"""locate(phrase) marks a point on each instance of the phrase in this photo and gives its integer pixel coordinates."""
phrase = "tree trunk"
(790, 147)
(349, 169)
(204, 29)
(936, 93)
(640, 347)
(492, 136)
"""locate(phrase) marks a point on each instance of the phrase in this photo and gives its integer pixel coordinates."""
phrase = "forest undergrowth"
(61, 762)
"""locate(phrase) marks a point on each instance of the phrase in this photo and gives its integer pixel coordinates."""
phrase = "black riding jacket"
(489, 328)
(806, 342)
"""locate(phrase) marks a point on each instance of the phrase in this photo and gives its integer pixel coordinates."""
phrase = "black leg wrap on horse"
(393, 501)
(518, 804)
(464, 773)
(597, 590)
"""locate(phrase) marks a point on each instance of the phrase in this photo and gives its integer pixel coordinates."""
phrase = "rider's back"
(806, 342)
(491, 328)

---

**WORK TASK**
An exact copy of all the entries above is what is needed.

**SOLVED EXERCISE**
"""locate(phrase) marks a point on each instance of the phrase in this photo and gives its integer pixel coordinates."""
phrase = "tree trunk"
(790, 147)
(349, 169)
(204, 29)
(936, 93)
(640, 347)
(492, 136)
"""locate(phrase) marks a point on each instance of the phrase in this photo and gives its integer pixel coordinates."""
phrase = "forest undergrowth"
(61, 762)
"""locate(phrase) marks a point on each instance of the phrase in this photo and gives its integer pixel coordinates."""
phrase = "black riding jacket"
(489, 328)
(806, 342)
"""locate(phrase) marks a point on each instance of the phrase in this photo and gives its integer pixel coordinates."""
phrase = "black leg wrap on horse"
(393, 501)
(518, 804)
(464, 773)
(597, 590)
"""locate(phrase) marks a point on each instance of the phrase in this photo and gives its integer pixel coordinates."""
phrase = "rider's back"
(806, 342)
(491, 328)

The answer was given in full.